I still think that Sylvia ranks higher as an opponent – yes, he was coming off of two losses out of his last three fights, but one of those losses was to Randy Couture, and one to Antonio Rodrigo Nogueira; two guys who definitely aren’t hacks. Irvin, on the other hand, beat Houston Alexander (not a bad opponent); also Luis Cane, but this was by disqualification, and Hector Ramirez (who hasn’t had a win over even a semi-quality opponent since 2005).

Yes, Silva was fighting up a weight class – but let us not also forget that reports state that Silva normally walks around between 210-220 pounds; that’s more like a LHW than MW. Given that, the cut would be less of a problem. Also, he’s fought at LHW before, albeit not in the UFC. And while his opponent may have been stronger than some MWs, I would hazard that a number of MWs, particularly Rich Franklin and Dan Henderson, are just as strong as some of the LHWs, definitely as strong as Irvin, so I don’t think the change in weight class was a problem. Yes, he took the fight on semi-short notice, but that was a decision completely up to him – and he has stated he’d like to fight every three months, so that’s on him. And for the record, Tito is not a tomato can, and you know it – but I know, just like the pictures of hot girls on your posts, in any UFC related thing, you have to throw in a jab at Tito.

I think your analysis of the finish of both fights actually works a bit to prove my point. Particularly the point where you said that Sylvia offered very little resistance to Fedor’s RNC. This is just another aspect of Fedor’s game – the mental beating. Even that early in the fight, he knocked Sylvia around so hard and so quickly, that once they were down, Sylvia felt there was very little he could do to resist.

Silva did whoop up on Irvin, no doubt about that – and grabbing Irvin’s leg when he tried to kick him was great. While I do think this was a great finish, I don’t think it’s something that was that far outside the realm of possibility – frankly, Silva was just capitalizing on the situation as he should have. I’m not saying it wasn’t a good finish, but I don’t think it was the “end all be all” of finishes you seem to make it out to be.

-*-*-

- _GIVEN PROBLEM A_:
Answer these questions from the fight commentary:
(i) Which two fighters does it name as having beaten Sylvia?
(ii) Between what weights do reports say Silva normally walks around?
(iii) What move of Fedor's does it say Sylvia offered very little resistance to?

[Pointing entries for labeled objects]

-*-*-

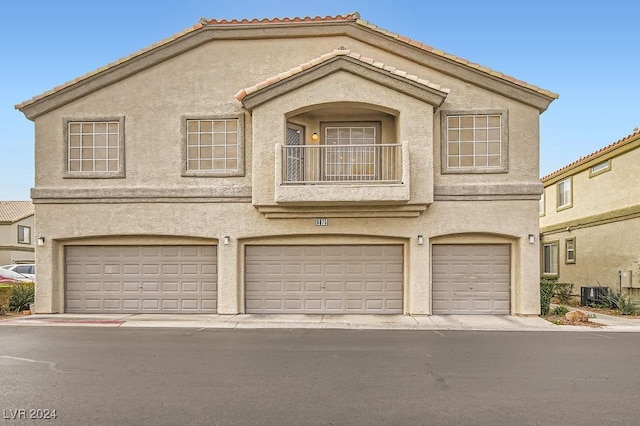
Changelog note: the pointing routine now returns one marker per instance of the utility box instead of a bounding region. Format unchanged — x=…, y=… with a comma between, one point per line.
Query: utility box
x=593, y=296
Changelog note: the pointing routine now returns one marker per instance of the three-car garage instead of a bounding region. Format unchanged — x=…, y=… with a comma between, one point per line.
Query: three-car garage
x=284, y=279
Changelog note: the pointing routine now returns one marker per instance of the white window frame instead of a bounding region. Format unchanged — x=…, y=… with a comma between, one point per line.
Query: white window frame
x=478, y=138
x=339, y=164
x=118, y=172
x=550, y=259
x=565, y=196
x=188, y=147
x=570, y=250
x=600, y=168
x=24, y=234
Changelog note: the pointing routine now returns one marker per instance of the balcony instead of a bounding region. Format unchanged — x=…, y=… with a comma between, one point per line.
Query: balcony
x=342, y=174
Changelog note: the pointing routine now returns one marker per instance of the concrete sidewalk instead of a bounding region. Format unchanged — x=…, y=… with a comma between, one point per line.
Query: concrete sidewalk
x=354, y=322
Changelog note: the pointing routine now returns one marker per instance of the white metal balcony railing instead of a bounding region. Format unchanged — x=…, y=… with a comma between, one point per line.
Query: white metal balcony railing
x=335, y=164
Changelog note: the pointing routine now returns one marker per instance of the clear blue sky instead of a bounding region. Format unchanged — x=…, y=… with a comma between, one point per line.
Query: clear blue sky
x=588, y=52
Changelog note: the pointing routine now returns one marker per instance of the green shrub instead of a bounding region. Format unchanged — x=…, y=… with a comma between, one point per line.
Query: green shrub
x=563, y=292
x=21, y=296
x=560, y=310
x=5, y=297
x=626, y=304
x=546, y=293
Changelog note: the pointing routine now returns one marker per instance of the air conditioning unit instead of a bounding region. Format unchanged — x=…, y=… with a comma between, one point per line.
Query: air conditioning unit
x=594, y=296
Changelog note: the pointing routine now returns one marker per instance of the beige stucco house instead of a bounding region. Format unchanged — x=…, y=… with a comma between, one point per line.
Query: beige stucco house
x=590, y=219
x=16, y=232
x=298, y=165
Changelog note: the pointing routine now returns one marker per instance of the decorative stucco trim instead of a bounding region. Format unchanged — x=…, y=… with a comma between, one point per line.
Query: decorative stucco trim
x=150, y=195
x=350, y=25
x=288, y=82
x=478, y=191
x=17, y=248
x=617, y=215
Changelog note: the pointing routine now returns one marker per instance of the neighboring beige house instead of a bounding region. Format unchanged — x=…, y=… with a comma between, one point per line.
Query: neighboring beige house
x=590, y=219
x=16, y=232
x=298, y=165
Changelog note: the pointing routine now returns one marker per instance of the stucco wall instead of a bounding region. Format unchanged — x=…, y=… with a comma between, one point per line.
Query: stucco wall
x=600, y=251
x=601, y=193
x=172, y=209
x=10, y=250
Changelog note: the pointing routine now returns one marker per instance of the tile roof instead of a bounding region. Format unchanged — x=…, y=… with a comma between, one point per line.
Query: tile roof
x=635, y=136
x=351, y=17
x=331, y=55
x=13, y=211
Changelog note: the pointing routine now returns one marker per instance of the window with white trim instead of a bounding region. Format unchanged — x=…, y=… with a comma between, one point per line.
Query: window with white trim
x=350, y=152
x=474, y=142
x=24, y=234
x=95, y=148
x=213, y=146
x=550, y=258
x=565, y=193
x=570, y=250
x=600, y=168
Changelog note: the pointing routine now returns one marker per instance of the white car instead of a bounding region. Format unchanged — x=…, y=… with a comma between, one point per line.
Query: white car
x=27, y=270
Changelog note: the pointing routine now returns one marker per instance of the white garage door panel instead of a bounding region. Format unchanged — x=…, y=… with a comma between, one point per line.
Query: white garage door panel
x=149, y=279
x=471, y=279
x=324, y=279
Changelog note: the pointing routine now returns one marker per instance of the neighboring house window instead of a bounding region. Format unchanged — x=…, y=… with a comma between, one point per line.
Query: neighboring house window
x=24, y=234
x=213, y=146
x=570, y=251
x=474, y=143
x=565, y=194
x=550, y=258
x=600, y=168
x=95, y=149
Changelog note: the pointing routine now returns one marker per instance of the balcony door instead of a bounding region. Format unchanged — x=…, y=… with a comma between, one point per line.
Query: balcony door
x=294, y=156
x=351, y=154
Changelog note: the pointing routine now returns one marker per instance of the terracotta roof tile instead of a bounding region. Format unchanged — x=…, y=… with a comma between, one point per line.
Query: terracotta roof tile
x=328, y=56
x=13, y=211
x=582, y=160
x=350, y=17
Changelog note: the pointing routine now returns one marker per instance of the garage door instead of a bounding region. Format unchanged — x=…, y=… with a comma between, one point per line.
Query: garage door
x=324, y=279
x=471, y=279
x=148, y=279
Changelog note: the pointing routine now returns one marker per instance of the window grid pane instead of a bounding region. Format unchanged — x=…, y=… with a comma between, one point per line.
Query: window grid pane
x=550, y=258
x=87, y=144
x=212, y=145
x=564, y=192
x=345, y=161
x=474, y=141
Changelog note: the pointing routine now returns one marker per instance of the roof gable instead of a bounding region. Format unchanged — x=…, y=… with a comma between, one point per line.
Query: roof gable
x=342, y=60
x=13, y=211
x=350, y=25
x=621, y=146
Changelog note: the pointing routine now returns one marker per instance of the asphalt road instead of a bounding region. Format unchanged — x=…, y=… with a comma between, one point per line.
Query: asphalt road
x=111, y=376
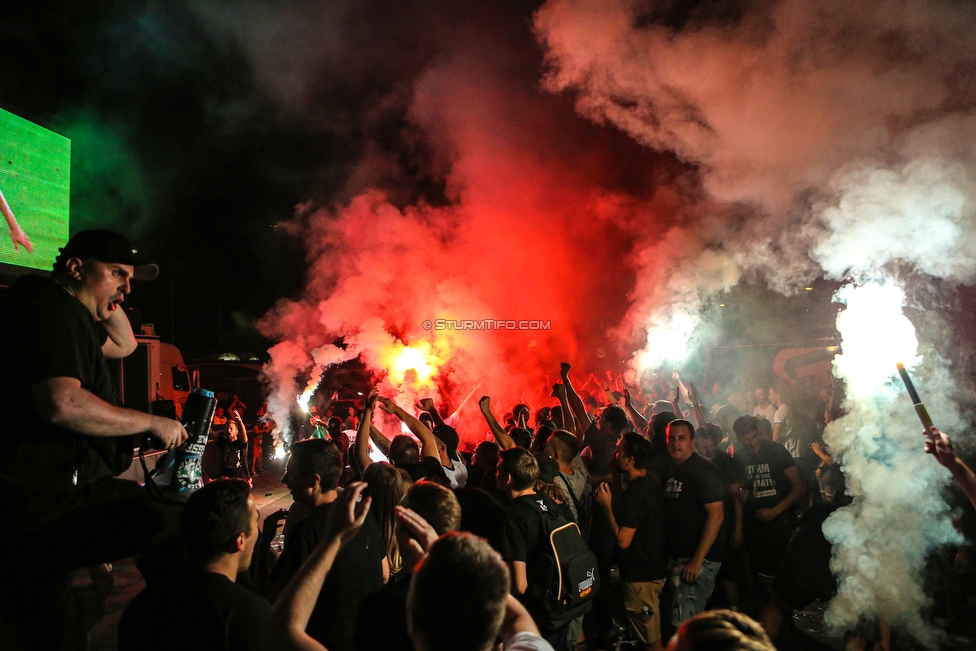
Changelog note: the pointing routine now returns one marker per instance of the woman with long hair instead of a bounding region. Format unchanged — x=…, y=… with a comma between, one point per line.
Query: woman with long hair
x=386, y=488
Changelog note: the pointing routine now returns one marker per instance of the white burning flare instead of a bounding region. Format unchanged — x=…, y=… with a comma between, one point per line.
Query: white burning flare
x=898, y=516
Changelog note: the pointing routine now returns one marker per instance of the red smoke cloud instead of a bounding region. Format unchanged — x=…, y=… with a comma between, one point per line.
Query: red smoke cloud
x=543, y=212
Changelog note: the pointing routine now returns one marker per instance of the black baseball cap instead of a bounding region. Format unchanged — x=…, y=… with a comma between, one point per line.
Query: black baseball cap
x=106, y=246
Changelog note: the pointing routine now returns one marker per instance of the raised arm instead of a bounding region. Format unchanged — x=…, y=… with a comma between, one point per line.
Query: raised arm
x=426, y=404
x=121, y=341
x=362, y=435
x=293, y=608
x=380, y=440
x=17, y=235
x=939, y=445
x=696, y=405
x=639, y=421
x=502, y=438
x=575, y=402
x=428, y=446
x=569, y=423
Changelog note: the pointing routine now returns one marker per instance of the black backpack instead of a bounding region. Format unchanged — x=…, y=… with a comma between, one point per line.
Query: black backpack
x=584, y=506
x=562, y=571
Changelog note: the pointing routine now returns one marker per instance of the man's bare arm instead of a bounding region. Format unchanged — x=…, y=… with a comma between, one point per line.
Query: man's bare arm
x=504, y=441
x=428, y=445
x=575, y=402
x=121, y=341
x=61, y=401
x=362, y=435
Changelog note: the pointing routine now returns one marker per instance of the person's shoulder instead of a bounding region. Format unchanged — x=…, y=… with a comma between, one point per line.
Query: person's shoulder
x=526, y=641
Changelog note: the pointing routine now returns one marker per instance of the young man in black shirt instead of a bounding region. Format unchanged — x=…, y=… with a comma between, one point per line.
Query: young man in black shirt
x=312, y=475
x=637, y=523
x=693, y=518
x=774, y=488
x=203, y=607
x=523, y=535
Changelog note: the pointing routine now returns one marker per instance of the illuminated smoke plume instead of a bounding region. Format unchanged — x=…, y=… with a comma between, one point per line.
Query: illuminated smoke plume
x=535, y=223
x=833, y=139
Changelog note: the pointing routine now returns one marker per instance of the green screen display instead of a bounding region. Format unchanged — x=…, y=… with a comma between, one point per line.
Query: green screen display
x=34, y=192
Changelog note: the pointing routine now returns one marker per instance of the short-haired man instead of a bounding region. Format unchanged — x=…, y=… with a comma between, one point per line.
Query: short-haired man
x=459, y=597
x=312, y=475
x=693, y=516
x=638, y=525
x=203, y=607
x=774, y=488
x=523, y=533
x=427, y=511
x=65, y=438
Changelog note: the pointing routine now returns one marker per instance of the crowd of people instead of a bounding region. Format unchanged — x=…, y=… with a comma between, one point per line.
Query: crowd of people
x=655, y=516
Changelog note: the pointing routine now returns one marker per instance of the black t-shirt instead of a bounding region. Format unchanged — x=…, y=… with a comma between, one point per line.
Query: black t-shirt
x=357, y=571
x=45, y=333
x=381, y=624
x=199, y=610
x=765, y=477
x=688, y=487
x=522, y=528
x=602, y=446
x=642, y=508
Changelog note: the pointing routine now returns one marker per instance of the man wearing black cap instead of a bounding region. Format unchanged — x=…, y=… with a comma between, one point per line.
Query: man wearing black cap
x=64, y=437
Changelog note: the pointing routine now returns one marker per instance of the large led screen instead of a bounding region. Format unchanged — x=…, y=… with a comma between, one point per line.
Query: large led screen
x=34, y=192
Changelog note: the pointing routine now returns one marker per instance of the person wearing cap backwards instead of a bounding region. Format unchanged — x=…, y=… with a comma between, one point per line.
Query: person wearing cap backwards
x=64, y=439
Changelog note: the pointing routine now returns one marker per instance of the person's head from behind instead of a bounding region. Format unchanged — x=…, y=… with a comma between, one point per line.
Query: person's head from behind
x=720, y=630
x=457, y=596
x=633, y=453
x=313, y=469
x=681, y=440
x=522, y=437
x=563, y=447
x=662, y=406
x=232, y=431
x=403, y=451
x=765, y=428
x=334, y=427
x=517, y=470
x=762, y=395
x=747, y=433
x=218, y=520
x=613, y=420
x=436, y=504
x=486, y=454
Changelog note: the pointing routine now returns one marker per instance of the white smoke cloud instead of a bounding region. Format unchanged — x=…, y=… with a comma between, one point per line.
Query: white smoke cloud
x=833, y=139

-*-*-

- _GIVEN PROBLEM B_:
Write out the stretch of the listing from the line containing "of the crowd" through the line containing "x=655, y=516", swapping "crowd of people" for "group of spectators" and leaving everything else unchanged.

- _TASK OUTPUT A_:
(i) Randy Couture and Antonio Rodrigo Nogueira
(ii) Between 210 and 220 pounds
(iii) Fedor's RNC

- _TASK OUTPUT B_:
Changelog note: the pointing routine now returns one marker per instance of the group of spectators instead of a bounding region. Format unchanged — x=…, y=… with a comma between, one point per line.
Query: group of spectators
x=655, y=516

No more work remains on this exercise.